Directions for this task:
Since only the total matters, count the lines of these entries containing the word "swimmer" and write that total alone.

(Extracted data entries)
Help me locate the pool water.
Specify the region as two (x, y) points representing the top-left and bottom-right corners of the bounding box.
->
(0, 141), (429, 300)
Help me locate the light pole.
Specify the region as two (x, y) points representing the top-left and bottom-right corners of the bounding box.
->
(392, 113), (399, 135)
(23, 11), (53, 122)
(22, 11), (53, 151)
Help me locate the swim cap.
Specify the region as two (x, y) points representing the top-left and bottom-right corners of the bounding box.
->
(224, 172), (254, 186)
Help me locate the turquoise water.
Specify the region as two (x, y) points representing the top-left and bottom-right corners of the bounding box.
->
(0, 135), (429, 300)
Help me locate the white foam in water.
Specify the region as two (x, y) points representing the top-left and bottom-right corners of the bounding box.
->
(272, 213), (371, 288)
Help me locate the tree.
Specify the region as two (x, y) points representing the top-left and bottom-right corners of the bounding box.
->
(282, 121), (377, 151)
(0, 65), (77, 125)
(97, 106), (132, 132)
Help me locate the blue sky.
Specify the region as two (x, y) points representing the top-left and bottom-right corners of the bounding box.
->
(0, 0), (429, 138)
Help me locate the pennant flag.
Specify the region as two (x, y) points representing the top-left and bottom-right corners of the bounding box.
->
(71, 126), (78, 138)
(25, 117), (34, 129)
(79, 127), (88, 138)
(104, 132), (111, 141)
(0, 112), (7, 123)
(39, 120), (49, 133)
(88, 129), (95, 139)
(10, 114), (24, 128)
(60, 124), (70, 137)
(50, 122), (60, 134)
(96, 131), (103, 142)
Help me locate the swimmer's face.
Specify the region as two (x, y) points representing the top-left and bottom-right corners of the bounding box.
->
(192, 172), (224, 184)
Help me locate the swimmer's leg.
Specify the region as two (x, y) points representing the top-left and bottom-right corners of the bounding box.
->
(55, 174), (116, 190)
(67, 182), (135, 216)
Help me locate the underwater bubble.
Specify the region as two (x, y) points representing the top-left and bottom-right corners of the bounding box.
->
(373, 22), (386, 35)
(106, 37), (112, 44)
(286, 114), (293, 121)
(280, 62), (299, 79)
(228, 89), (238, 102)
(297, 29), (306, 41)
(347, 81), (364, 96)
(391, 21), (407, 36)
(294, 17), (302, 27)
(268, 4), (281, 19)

The completed task:
2